◆ **Task description**: Repeat each entry exactly.

◆ **Supplied material**:
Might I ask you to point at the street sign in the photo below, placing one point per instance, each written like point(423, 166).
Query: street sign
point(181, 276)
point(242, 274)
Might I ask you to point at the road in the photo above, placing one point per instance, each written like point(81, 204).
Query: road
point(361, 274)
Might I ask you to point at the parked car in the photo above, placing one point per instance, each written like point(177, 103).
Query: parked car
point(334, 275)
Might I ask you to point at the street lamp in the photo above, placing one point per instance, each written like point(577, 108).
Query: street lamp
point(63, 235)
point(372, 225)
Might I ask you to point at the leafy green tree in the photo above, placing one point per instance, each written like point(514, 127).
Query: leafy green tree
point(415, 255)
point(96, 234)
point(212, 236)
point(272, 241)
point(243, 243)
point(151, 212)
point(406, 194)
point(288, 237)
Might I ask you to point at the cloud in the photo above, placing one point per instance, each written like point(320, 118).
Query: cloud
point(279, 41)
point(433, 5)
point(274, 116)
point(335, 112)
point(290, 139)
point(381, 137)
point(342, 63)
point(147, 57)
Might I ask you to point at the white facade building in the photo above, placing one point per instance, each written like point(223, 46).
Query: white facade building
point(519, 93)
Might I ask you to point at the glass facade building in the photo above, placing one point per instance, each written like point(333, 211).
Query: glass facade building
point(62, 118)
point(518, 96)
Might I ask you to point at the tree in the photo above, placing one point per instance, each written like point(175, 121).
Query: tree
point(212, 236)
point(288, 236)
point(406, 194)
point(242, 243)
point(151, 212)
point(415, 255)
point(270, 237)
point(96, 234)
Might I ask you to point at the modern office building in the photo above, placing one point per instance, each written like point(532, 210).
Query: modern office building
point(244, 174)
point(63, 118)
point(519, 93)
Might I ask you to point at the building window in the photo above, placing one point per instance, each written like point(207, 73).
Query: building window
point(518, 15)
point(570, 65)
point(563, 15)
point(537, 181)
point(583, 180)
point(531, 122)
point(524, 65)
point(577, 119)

◆ **Written answer**:
Might I ask you to point at the street sign in the photo below, placing one point per instance, each written like point(423, 166).
Query: street sign
point(181, 276)
point(242, 274)
Might I ask you to point at the road in the photo above, placing one point per instance, each written like point(81, 204).
Query: road
point(361, 274)
Might I ask you to point at the parked car in the photo above, placing one point per instance, each written like point(177, 103).
Query: parked car
point(334, 275)
Might I ask you to point at the street lamp in the photo above, placing one point per instance, each written like point(577, 108).
Query: street lamp
point(63, 235)
point(372, 225)
Might I ask you to point at the leafy green tree in the photo above, placing one point per instance, each written like point(514, 127).
Query: leafy green tree
point(415, 255)
point(96, 234)
point(212, 236)
point(272, 241)
point(243, 243)
point(151, 212)
point(406, 194)
point(288, 237)
Might I ask you to point at the cloud in the photo above, placing one point per instance, each written like point(320, 118).
Query: cloud
point(279, 41)
point(433, 5)
point(274, 116)
point(335, 112)
point(290, 139)
point(381, 137)
point(342, 63)
point(147, 57)
Might I ask you to point at the white facade building in the photo above, placing one point per instance, each written like point(223, 46).
Query: white facade building
point(519, 93)
Might I ask you to point at the glass facade building in the photo above, placing one point per instance, each written like point(333, 211).
Query: glass facade building
point(62, 118)
point(518, 96)
Might I ask you to point at the tree in the photo above, placing one point per instance, each written like point(175, 121).
Query: tree
point(212, 236)
point(288, 236)
point(406, 194)
point(242, 243)
point(151, 212)
point(415, 255)
point(270, 237)
point(96, 234)
Might I ask you to point at the modern office building in the photo above, placing one point per instance, each written like point(532, 210).
Query: modern office building
point(244, 174)
point(63, 118)
point(519, 93)
Might I ask you to point at the building window in the photo above, placing one point per instance, each written like point(207, 73).
Query: building window
point(518, 15)
point(570, 65)
point(563, 15)
point(537, 181)
point(583, 180)
point(531, 122)
point(524, 65)
point(577, 119)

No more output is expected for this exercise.